Exercise instructions:
Your task is to transcribe all of the data below exactly, omitting the images.

Dataset records:
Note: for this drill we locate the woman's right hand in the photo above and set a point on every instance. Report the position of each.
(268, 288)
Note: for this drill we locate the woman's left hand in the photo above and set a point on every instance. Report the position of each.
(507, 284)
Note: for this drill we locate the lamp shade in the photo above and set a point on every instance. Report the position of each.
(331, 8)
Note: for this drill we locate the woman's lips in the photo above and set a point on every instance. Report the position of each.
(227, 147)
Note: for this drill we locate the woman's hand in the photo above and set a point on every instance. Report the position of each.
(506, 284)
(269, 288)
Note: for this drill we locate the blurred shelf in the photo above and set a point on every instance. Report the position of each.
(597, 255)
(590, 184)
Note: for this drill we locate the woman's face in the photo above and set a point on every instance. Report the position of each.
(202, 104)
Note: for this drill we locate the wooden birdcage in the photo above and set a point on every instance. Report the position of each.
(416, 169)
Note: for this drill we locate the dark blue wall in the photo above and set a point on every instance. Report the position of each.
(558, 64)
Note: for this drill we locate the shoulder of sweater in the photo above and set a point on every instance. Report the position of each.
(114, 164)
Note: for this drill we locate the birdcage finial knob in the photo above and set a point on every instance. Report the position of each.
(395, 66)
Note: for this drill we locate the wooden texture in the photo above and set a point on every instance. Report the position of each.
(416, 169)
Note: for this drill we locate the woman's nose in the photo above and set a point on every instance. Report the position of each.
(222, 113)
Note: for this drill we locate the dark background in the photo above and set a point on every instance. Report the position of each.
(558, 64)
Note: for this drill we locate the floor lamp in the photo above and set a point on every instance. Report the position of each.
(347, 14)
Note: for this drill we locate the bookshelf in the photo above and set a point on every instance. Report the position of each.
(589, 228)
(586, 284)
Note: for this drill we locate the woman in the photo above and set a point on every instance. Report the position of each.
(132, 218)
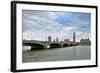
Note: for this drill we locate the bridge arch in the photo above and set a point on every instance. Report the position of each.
(55, 45)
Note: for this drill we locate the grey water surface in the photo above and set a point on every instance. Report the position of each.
(56, 54)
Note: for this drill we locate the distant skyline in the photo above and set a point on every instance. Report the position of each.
(38, 25)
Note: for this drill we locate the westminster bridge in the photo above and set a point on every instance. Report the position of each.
(45, 44)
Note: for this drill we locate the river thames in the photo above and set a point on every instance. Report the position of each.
(56, 54)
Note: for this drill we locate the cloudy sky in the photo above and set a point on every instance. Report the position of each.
(38, 25)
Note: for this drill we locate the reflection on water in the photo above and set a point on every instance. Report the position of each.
(57, 54)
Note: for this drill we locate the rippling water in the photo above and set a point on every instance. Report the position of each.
(56, 54)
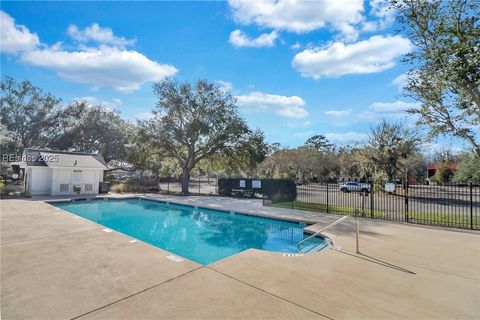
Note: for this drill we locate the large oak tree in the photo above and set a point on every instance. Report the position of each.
(193, 122)
(445, 74)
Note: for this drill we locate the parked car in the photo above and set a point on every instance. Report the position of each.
(354, 186)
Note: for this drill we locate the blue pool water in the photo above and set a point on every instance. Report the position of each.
(201, 235)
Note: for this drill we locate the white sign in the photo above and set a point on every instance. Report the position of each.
(390, 187)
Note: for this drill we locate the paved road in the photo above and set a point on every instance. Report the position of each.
(421, 199)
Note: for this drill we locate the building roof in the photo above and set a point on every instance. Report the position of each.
(63, 159)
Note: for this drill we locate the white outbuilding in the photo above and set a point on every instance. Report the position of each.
(48, 172)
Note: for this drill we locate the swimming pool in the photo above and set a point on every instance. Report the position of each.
(198, 234)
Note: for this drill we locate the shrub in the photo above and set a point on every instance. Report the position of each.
(118, 188)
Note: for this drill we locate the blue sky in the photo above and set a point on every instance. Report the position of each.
(297, 68)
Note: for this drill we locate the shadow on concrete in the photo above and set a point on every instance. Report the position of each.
(377, 261)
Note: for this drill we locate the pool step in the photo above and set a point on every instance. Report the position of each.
(312, 246)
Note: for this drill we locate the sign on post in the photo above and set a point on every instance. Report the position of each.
(256, 184)
(390, 187)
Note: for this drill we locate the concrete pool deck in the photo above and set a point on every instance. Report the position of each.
(57, 266)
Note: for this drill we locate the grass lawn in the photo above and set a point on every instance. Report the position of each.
(460, 221)
(319, 207)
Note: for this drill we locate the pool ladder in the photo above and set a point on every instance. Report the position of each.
(357, 231)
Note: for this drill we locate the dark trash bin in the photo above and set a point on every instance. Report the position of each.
(103, 187)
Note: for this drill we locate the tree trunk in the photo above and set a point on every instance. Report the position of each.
(185, 180)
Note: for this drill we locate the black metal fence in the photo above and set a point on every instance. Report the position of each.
(449, 205)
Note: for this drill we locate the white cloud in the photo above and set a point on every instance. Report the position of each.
(144, 115)
(346, 137)
(285, 106)
(297, 15)
(390, 110)
(388, 107)
(382, 10)
(98, 34)
(240, 39)
(225, 85)
(295, 46)
(94, 101)
(107, 65)
(400, 81)
(376, 54)
(338, 113)
(15, 38)
(121, 70)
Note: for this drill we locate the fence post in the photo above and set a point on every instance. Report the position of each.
(328, 207)
(406, 201)
(471, 205)
(371, 200)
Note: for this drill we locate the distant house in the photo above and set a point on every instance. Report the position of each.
(432, 168)
(48, 172)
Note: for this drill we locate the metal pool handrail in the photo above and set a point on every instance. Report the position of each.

Response to this exercise:
Note: for this drill we locate the woman's right hand in the photo above and set a point on every instance. Report the position of each.
(268, 288)
Note: for this drill we locate the woman's left hand in the photo above and set a point on every instance. Report the position of each.
(507, 284)
Note: for this drill we locate the lamp shade in the photo above and set a point on every instance. Report the position of each.
(331, 8)
Note: for this drill we locate the woman's lips in the photo above and set a point on every instance. Report the position of each.
(227, 147)
Note: for this drill we locate the woman's hand in the photo above and set a point on every instance. Report the position of each.
(506, 284)
(269, 288)
Note: for this drill we locate the blurred shelf in the photo above and set a point on every instance. Report the position of each.
(597, 255)
(590, 184)
Note: for this drill we locate the woman's face in the photo above and set a point on every instance. Report the position of each.
(202, 104)
Note: for this drill we locate the wooden birdcage in the photo above and set a point on every instance. Report the position of each.
(416, 169)
Note: for this drill we locate the dark blue wall in the photo above and set a point on every instance. Report the position of each.
(558, 64)
Note: for this drill we locate the shoulder of sweater in the photo above and set a point on every instance. Report the position of each.
(114, 164)
Note: for this drill we locate the birdcage finial knob in the photo above and set a point on every instance. Report the position of each.
(395, 66)
Note: for this drill we locate the wooden texture in the photo above and set a point on every instance. Report the position of each.
(416, 169)
Note: for this drill we locate the woman's nose in the photo above and set a point on every instance. Report the position of each.
(222, 113)
Note: for this drill we locate the dark background in the photo above and set a point on every instance. Report the position of each.
(558, 64)
Note: for this drill we locate the floor lamp in the photo above and set a point on every instance. Report the position of each.
(347, 14)
Note: for this drill we locate the bookshelf in the photo above and set a point on every instance. Report the position of each.
(589, 228)
(586, 284)
Note: for this drill we locate the woman in the photo above and set a point on every instance. Report the position of each.
(132, 218)
Note: for this drill we locate the bridge arch in the photo above and set a point on every instance. Report the position of each.
(55, 45)
Note: for this drill we locate the grey water surface in the photo above and set a point on every instance. Report the position of each.
(56, 54)
Note: for this drill we locate the distant skyline in the photo above and set a point on every instance. Report the position of each.
(38, 25)
Note: for this drill we locate the westminster bridge in the photo above and set a point on every instance. Report the position of each.
(45, 44)
Note: for this drill we locate the river thames in the photo above and set a point on every instance. Report the position of each.
(56, 54)
Note: for this drill we locate the cloudy sky in the photo above and set a point on every instance. Report the position of each.
(38, 25)
Note: for this drill we locate the reflection on water in the photo above and set a point on every instance. Report the position of each.
(57, 54)
Note: for this drill we locate the rippling water in the photo above and set a point on every instance. Report the position of each.
(56, 54)
Note: for this drill we locate the large oak tree in the photo above and set a point on every instance. Report the position of each.
(193, 122)
(445, 74)
Note: for this drill we locate the parked car in the photo above and set a point on every instance. Report the position of each.
(354, 186)
Note: for this drill we locate the blue pool water in the photo above and set a point on every instance. Report the position of each.
(201, 235)
Note: for this drill we locate the white sign in the photo above and set a point on every instance. Report the position of each.
(390, 187)
Note: for this drill we locate the paved road in the photo above and set a point on every instance. Report the position of each.
(421, 199)
Note: for this drill we locate the building roof in the photo above and set a point on every instance. Report the position of each.
(63, 159)
Note: for this drill we locate the white outbuilding in the photo above and set a point on every instance. Report the position of each.
(48, 172)
Note: for this drill we locate the swimming pool in the photo above and set a point on every instance. Report the position of each.
(198, 234)
Note: for this drill we locate the shrub in the photo above and set a point on every instance. Report the position of each.
(118, 188)
Note: for this drill we locate the blue sky in the photo above and set a point on every instance. Report the position of each.
(297, 68)
Note: for this drill we locate the shadow on concrete in the photo above and set a point on every instance. Report the position of each.
(377, 261)
Note: for this drill we locate the pool step in the photo above and set a point on every instance. Report the position of each.
(312, 246)
Note: for this drill we locate the sign on post in the photo above and set a point on every instance. Report the position of each.
(256, 184)
(390, 187)
Note: for this drill we locate the concrete pool deck in the photo above and set a point on every instance. Report the position of each.
(57, 266)
Note: for this drill we locate the grass lawn in the photo above and set a point on every instance. Report the position of each.
(460, 221)
(319, 207)
Note: for this drill we locate the pool ladder in the photo above and set a point on every instance. Report the position of each.
(357, 231)
Note: for this drill we locate the dark trash bin in the photo above and set a point on every instance. Report the position of each.
(103, 187)
Note: for this drill we locate the tree trunk in the photo above and set a point on every instance. Report the position of each.
(185, 180)
Note: for this drill we locate the black metal fence in the photo above and set a point on every instance. Report the position of each.
(449, 205)
Note: for this drill we locate the white cloud in the photo above and set a point on every instance. Report the position of each.
(144, 115)
(346, 137)
(285, 106)
(297, 15)
(390, 110)
(388, 107)
(382, 10)
(98, 34)
(240, 39)
(225, 85)
(295, 46)
(94, 101)
(107, 65)
(400, 81)
(376, 54)
(338, 113)
(15, 38)
(121, 70)
Note: for this drill we locate the fence post in the photo above and set a point on every instance. Report the position of each.
(328, 207)
(406, 201)
(471, 205)
(371, 200)
Note: for this drill we locate the distant house in the photo above and set a point on every instance. Report the position of each.
(432, 168)
(48, 172)
Note: for this drill we locate the metal pool handrail in the photo above and set a point on every instance. Report the position of each.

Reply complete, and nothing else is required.